(Text-to-region grounding data)
= = = = =
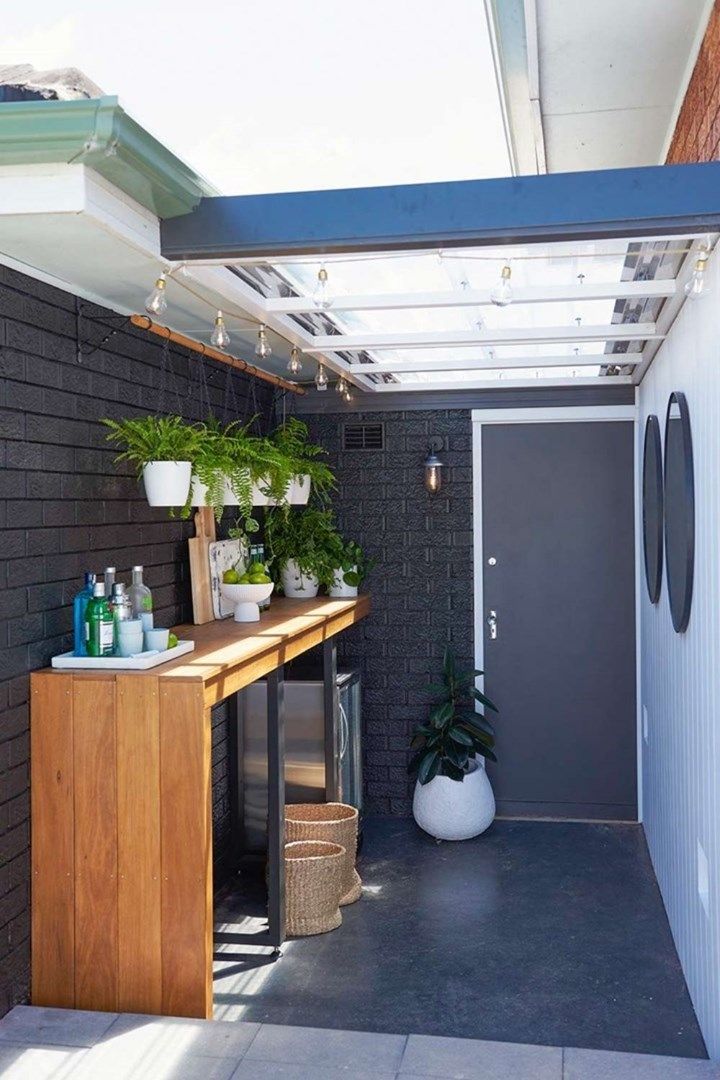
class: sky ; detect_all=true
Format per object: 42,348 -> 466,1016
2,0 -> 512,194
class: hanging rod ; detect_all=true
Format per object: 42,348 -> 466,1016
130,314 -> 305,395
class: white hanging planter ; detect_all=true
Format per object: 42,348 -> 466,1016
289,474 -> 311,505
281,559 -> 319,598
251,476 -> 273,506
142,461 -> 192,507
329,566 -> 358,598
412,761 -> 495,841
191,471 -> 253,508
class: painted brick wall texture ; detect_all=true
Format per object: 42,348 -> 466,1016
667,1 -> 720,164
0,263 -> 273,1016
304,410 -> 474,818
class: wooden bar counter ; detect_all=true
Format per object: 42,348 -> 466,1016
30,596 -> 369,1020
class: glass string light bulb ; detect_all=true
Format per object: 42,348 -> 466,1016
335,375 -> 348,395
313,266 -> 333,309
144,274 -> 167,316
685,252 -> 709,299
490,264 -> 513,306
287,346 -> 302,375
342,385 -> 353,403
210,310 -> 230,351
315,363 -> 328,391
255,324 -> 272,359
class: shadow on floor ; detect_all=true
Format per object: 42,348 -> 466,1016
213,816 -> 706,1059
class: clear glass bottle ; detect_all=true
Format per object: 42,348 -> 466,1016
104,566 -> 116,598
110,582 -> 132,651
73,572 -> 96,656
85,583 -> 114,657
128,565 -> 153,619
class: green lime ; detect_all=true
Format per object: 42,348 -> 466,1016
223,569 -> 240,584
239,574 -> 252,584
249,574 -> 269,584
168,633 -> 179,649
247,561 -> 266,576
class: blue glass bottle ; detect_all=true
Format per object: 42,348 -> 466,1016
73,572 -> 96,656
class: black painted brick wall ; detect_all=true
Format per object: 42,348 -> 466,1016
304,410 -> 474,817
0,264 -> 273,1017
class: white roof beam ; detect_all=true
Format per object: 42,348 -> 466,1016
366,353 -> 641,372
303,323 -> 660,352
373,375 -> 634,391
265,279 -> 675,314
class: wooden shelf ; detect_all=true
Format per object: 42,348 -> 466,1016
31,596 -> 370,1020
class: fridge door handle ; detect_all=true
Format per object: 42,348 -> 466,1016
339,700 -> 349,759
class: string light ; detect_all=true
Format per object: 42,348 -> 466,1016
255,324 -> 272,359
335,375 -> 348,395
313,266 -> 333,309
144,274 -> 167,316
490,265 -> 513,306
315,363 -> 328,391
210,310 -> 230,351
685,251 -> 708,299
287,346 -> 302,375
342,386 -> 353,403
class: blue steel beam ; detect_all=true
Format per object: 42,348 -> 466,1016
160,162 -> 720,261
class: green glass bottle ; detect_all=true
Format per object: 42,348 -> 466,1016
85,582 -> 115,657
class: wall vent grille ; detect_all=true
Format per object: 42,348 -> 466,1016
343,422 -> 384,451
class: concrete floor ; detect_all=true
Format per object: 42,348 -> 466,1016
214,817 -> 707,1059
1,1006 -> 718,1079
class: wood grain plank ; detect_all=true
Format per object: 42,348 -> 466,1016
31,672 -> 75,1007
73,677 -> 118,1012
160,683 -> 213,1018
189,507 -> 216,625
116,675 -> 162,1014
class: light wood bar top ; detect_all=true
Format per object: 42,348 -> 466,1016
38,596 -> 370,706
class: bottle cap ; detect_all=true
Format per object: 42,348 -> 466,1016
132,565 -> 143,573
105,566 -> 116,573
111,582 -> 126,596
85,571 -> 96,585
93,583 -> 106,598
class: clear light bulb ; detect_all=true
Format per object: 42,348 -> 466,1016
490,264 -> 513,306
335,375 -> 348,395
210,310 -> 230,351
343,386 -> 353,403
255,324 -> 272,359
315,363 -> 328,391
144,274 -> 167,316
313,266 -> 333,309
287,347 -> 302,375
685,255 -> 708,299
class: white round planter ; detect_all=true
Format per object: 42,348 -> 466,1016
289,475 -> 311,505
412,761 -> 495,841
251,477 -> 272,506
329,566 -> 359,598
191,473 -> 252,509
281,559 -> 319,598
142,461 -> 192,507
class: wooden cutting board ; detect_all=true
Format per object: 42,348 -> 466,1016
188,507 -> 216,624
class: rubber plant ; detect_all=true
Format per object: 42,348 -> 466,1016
= = = = =
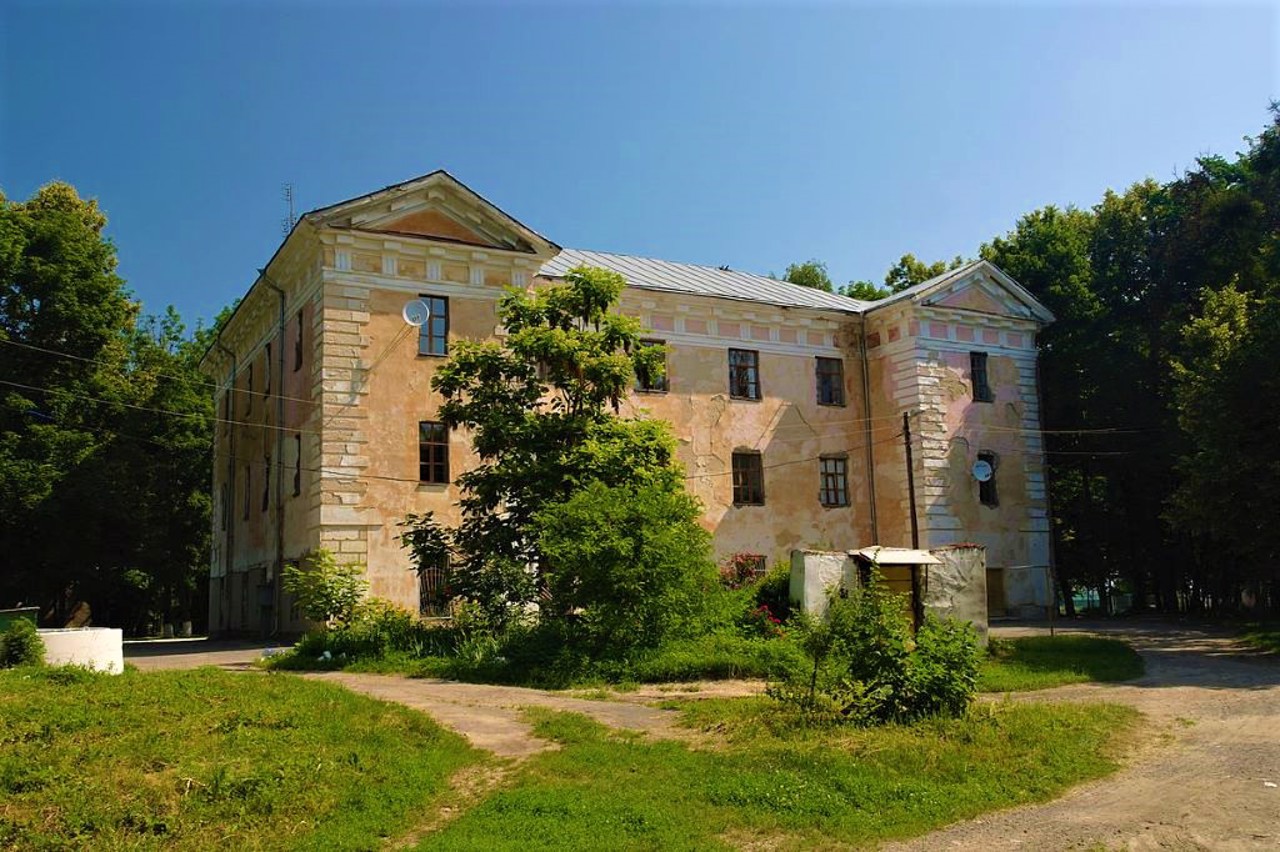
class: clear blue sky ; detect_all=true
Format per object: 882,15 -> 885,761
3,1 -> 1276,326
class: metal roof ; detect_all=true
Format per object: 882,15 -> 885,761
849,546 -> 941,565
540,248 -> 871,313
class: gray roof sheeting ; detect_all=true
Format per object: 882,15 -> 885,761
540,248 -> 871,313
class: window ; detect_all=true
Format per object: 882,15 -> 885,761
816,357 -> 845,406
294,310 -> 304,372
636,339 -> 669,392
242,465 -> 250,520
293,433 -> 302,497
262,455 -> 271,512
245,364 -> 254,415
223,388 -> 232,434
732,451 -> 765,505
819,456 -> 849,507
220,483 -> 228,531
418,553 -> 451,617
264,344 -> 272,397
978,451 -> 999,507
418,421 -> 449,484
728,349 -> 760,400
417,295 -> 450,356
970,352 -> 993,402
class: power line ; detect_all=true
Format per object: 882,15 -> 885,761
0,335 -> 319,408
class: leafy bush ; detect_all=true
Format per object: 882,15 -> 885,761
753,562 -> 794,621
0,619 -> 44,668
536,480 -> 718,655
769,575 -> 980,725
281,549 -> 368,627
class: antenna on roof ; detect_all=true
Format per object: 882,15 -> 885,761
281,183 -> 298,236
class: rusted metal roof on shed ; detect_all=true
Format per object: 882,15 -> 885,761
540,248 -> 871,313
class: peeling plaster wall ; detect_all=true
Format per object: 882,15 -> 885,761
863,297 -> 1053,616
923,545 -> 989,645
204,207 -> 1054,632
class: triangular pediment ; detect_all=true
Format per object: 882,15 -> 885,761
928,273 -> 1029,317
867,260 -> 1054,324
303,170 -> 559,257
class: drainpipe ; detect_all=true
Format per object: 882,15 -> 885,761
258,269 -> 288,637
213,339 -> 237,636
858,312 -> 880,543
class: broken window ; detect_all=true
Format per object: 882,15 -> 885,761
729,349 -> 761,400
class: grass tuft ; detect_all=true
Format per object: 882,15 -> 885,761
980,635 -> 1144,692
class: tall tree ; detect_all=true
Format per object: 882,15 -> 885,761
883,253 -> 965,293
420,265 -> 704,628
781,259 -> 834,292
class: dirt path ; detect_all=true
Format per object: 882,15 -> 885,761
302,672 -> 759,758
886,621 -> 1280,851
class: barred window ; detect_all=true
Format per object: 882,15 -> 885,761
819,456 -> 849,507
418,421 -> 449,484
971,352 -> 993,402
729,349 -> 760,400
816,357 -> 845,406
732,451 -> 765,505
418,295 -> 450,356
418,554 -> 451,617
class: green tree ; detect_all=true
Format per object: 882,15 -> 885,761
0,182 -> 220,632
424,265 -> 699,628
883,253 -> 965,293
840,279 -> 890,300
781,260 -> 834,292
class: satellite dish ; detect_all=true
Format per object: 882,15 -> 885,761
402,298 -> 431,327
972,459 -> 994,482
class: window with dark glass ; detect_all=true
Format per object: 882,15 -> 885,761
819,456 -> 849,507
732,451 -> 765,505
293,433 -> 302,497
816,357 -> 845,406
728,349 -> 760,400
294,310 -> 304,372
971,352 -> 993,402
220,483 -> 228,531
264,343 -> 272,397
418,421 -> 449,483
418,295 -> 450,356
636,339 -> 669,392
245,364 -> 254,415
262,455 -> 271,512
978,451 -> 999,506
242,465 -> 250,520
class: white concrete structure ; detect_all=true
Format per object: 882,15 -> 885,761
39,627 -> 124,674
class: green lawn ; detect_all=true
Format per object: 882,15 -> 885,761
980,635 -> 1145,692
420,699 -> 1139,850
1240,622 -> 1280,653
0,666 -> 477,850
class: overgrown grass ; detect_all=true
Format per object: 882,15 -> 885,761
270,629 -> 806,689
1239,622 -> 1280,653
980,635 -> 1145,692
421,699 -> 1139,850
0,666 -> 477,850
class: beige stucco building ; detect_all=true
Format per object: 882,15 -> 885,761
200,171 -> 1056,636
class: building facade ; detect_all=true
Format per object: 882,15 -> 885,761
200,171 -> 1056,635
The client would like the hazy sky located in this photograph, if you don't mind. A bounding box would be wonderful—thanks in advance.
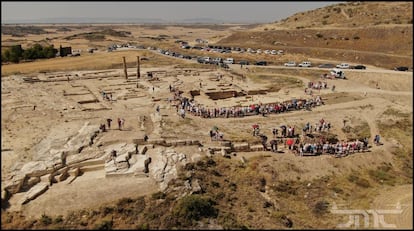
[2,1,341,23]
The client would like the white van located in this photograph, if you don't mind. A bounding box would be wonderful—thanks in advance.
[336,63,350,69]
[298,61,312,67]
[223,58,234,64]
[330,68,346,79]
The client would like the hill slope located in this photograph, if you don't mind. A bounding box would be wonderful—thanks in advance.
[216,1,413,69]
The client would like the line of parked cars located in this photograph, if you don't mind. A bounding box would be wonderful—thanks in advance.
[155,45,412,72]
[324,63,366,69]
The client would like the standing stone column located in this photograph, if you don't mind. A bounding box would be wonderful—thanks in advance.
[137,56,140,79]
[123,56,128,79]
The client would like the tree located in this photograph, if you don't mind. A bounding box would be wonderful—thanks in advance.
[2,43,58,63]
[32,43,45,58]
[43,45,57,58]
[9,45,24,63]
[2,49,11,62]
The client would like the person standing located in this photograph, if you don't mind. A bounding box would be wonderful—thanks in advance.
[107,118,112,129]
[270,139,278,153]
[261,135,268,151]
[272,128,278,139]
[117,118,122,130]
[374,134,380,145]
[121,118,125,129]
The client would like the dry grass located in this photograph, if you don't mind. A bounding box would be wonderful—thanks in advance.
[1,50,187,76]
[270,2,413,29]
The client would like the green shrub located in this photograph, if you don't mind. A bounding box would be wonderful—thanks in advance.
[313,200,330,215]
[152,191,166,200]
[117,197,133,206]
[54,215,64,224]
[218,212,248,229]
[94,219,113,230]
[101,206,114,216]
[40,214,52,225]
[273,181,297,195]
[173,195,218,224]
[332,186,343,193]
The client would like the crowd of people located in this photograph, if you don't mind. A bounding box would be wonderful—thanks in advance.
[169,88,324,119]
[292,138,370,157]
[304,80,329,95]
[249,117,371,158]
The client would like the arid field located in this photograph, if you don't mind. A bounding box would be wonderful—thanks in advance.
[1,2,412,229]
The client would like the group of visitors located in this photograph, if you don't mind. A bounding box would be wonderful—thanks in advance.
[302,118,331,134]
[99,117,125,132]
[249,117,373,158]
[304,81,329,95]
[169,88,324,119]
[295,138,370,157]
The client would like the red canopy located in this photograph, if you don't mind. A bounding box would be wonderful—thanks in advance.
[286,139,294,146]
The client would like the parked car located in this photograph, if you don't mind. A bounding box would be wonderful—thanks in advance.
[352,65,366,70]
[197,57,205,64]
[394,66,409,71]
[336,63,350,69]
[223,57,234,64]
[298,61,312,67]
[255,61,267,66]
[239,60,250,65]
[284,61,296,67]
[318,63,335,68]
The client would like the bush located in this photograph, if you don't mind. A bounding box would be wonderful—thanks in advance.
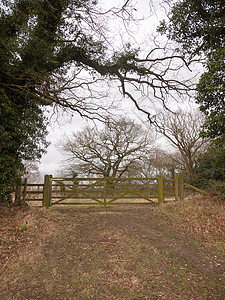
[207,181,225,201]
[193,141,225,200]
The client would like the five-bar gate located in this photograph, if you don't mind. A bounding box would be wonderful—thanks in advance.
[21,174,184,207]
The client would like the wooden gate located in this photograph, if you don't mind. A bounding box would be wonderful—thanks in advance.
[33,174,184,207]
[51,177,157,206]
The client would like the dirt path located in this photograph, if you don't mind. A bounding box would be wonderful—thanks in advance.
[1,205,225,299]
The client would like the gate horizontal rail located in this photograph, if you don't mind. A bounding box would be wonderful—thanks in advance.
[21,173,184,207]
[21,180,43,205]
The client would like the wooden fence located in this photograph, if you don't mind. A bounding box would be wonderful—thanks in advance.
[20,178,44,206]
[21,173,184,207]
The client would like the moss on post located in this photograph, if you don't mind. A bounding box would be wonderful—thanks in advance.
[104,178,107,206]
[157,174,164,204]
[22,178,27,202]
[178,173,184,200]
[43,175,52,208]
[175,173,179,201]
= = = = =
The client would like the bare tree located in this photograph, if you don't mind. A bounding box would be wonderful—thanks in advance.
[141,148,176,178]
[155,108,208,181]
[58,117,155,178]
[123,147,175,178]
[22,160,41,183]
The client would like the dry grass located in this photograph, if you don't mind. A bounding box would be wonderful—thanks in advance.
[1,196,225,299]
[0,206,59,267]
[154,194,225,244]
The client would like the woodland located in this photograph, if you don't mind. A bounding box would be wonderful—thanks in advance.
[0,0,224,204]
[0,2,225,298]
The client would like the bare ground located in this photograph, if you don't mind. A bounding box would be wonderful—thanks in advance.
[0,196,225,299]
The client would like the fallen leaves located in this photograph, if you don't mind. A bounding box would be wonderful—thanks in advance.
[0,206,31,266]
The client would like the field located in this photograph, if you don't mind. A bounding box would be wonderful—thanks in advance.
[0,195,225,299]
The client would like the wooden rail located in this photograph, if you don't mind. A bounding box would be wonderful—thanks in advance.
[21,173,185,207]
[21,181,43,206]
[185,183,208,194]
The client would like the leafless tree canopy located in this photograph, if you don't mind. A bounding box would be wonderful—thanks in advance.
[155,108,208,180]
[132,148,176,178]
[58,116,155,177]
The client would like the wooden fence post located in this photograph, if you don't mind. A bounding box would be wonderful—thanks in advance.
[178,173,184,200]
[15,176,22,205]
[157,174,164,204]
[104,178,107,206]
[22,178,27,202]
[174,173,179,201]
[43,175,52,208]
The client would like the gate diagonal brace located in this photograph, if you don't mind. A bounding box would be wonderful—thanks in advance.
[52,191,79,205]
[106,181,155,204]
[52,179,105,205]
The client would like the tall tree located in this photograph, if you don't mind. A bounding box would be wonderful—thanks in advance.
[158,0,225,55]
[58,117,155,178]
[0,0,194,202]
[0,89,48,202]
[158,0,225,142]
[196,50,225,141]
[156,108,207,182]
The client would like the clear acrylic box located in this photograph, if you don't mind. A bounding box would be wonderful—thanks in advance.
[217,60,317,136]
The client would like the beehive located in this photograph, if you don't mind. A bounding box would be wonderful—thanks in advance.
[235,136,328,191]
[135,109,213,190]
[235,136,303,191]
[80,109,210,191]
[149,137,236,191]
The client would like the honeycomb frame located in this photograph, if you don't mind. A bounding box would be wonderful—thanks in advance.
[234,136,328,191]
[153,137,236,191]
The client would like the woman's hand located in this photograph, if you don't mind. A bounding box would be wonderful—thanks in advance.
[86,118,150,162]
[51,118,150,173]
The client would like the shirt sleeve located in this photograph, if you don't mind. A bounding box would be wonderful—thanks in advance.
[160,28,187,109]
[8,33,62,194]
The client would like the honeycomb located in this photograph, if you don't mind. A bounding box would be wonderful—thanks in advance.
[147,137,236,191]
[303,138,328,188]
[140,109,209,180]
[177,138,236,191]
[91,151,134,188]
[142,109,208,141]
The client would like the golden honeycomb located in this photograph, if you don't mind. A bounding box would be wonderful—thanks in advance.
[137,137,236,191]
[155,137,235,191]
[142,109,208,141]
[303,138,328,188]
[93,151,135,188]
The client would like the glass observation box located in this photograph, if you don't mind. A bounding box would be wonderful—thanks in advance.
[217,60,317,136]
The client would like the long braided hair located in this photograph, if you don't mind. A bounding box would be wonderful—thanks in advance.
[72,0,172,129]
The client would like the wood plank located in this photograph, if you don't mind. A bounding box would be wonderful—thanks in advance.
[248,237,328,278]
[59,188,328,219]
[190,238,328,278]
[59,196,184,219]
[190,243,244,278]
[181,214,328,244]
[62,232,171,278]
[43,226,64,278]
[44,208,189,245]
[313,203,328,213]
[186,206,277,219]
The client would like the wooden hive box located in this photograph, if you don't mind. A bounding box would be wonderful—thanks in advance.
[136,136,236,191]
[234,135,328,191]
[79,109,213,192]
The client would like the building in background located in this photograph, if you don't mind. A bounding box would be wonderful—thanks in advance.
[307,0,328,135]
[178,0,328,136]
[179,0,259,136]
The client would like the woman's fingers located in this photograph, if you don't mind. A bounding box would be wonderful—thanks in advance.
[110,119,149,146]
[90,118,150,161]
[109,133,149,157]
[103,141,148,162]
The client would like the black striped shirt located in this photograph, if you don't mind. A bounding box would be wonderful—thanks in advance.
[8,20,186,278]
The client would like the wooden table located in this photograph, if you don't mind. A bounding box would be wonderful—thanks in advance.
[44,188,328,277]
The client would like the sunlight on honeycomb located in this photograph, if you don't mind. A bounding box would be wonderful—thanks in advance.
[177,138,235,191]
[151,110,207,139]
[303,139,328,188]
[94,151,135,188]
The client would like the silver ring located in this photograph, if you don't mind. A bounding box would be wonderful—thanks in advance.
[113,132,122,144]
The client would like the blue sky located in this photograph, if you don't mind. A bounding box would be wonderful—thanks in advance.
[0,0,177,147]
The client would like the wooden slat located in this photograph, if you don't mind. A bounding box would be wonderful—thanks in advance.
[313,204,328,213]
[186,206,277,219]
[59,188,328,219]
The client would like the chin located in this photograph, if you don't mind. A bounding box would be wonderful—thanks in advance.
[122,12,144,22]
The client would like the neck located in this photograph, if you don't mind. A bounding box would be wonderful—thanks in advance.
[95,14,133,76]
= = = = =
* [What you are asked to do] Count, in the records above, the lines that include "planter", and give the number with nothing added.

* [Solution to the exercise] 2